Document extract |

^^^^^^^^^^^^^^^^

Over the last decade, Africa achieved demonstrable progress towards improved political and economic governance and consistent economic growth. Deep challenges, however, remain for the continent to grow out of aid and bring about progressive and sustainable improvements in its citizens’ quality of life. Unless Africa focuses on strengthening the good governance foundations of its progress, in the context of globalisation, the balance between progress and the remaining challenges could tilt in the wrong direction.

Moreover, the 2008 financial crisis again brought the world’s attention to the cost of weak governance arrangements for nations’ development, prosperity and growth. It is against this backdrop that the Collaborative Africa Budget Reform Initiative (CABRI) and its sister networks, the African Tax Administration Forum (ATAF) and the African Organisation of Supreme Audit Institutions (AFROSAI) perceived in 2009 that the time was right to raise an African voice on sound public finance management principles, auditing practices and credible tax systems that are appropriate for the African context.

With assistance from the African Development Bank (AfDB), the UN Economic Commission for Africa (UNECA) and German Technical Co-operation (GTZ), the three networks embarked on a study of good financial governance in Africa, in order to reach a common understanding of financial governance challenges and priorities for consideration by African ministers of finance. This is because successful public financial governance reforms – the shared focus of the networks’ endeavours – require Africa’s leaders and bureaucracies to commit to taking charge of reforms and to managing Africa’s resources in an unvaryingly prudent, accountable and transparent manner. For CABRI, this work is an important potential support for senior budget officials of member countries in driving quality budget reforms.

As part of this process, the draft Status Report on Good Public Financial Governance in Africa was discussed at a stakeholder conference in Tunis on 3 November 2010. The core sections of the report address: progress, challenges and priorities for reform in tax governance; governance in budget preparation, execution (including internal audit) and reporting; debt governance; external audit; and legislative oversight. It further discusses the role that transparency, accountability relationships, political will and capacity for budget reforms play in good public financial governance. The report highlights where Africa (on average) or specific countries have succeeded in managing public finances in ways that are transparent and accountable and allow for good public service delivery. It, however, also systematically sets out the challenges that countries face.

^^^^^^^^^^^^^^^^

The input |
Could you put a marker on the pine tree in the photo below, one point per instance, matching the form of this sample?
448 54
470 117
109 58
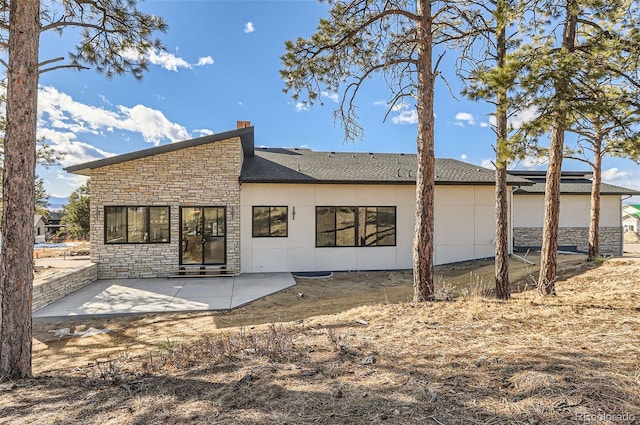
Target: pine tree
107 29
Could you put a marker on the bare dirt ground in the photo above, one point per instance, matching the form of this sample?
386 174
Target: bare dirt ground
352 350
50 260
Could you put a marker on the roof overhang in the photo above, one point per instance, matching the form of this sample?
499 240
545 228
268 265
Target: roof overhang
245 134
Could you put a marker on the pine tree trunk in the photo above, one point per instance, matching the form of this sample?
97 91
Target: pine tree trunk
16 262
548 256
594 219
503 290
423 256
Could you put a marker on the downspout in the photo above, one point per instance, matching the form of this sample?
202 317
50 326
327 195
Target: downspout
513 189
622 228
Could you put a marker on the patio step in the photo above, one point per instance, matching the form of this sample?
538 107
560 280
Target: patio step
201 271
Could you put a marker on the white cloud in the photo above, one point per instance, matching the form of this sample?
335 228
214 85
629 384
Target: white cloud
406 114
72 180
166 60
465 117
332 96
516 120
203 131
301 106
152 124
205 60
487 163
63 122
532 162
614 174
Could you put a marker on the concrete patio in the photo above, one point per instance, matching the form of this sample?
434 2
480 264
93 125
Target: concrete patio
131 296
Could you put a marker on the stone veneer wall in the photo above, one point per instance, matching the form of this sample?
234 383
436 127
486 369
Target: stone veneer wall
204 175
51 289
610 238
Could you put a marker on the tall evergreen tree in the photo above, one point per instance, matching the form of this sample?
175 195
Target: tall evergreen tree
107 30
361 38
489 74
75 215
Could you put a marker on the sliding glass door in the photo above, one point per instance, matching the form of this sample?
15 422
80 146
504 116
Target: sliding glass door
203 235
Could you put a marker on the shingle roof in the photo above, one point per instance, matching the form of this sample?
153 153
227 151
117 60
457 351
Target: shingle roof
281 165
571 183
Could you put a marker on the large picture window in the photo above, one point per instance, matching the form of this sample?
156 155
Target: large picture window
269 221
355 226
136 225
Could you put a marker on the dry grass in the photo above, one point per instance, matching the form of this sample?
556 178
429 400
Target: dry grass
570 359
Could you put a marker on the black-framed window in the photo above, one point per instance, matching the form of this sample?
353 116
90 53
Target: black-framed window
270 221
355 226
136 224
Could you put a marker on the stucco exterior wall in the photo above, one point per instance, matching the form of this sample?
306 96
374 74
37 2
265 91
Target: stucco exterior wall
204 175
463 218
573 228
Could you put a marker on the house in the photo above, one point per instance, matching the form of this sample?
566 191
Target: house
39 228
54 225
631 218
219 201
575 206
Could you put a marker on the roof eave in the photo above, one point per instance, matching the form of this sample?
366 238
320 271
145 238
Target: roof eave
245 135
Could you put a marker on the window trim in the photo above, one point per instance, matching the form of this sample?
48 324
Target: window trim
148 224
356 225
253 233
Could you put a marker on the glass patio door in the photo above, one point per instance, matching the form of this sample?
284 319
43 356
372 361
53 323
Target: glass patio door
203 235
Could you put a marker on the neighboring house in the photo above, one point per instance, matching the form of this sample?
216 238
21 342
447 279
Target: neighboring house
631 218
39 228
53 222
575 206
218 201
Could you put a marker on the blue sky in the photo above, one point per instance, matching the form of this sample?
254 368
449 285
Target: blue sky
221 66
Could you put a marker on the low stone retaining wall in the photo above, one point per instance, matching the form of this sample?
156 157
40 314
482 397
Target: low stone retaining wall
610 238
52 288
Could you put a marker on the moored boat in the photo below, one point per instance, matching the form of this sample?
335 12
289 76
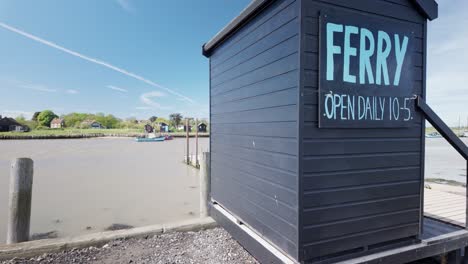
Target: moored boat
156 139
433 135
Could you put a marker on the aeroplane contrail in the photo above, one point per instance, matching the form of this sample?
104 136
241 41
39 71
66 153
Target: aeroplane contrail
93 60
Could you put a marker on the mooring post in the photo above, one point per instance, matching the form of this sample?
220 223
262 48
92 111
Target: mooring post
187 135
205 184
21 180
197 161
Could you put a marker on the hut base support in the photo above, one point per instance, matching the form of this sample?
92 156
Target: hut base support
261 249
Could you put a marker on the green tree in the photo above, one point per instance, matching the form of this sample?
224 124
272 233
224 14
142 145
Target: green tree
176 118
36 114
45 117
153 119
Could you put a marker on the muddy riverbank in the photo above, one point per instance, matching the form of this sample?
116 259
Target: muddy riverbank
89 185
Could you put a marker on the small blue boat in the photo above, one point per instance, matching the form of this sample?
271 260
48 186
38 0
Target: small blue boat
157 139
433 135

^^^^^^^^^^^^^^^^

Task 1 |
Show every line of the records that contains the word "grass", copied in full. Case counts.
Task 2 |
Carry on the passage on public financial governance in Africa, starting right after its final sentence.

Final result 1 |
Could you put a marker on the dry grass in the photo above, one point per instance, matching the form of this sample?
Target: dry grass

Final result 2 |
The conference endorsed the following core principles identified in the report for African governments to build good public financial governance practices: (i) a commitment to being transparent about fiscal decisions, the state of public finances and practices in the public resource management cycle; (ii) a commitment to restoring and building the functionality of internal and constitutional accountability systems, including legislatures and supreme audit institutions; (iii) a commitment to institution-building, which includes the progressive formalisation of institutions, eliminating arbitrary privilege, enforcing the intelligent application of laws and procedures and holding actors accountable for informal practices; (iv) balancing reforms and capacity growth, meaning that African governments need to take into account capacity issues in their reform choices at the same time as developing measures to train, recruit and retain the necessary technical and managerial skills for financial governance; and (v) autonomy in reform choices, implying that African countries must decide for themselves what their reform priorities are, even as they make use of advice on how to achieve their goals. A sixth principle was mooted by a result orientation in the management of public resources in the interest of equitable development. In addition to these principles, the conference discussed the technical findings of the report in the tax/revenue, budget preparation, execution and reporting, external audit and oversight phases of the public resource management cycle, and supported the priorities for reform identified in each of these areas.

The conference initiated a period of consultation on the report, and further comments are welcomed by the networks.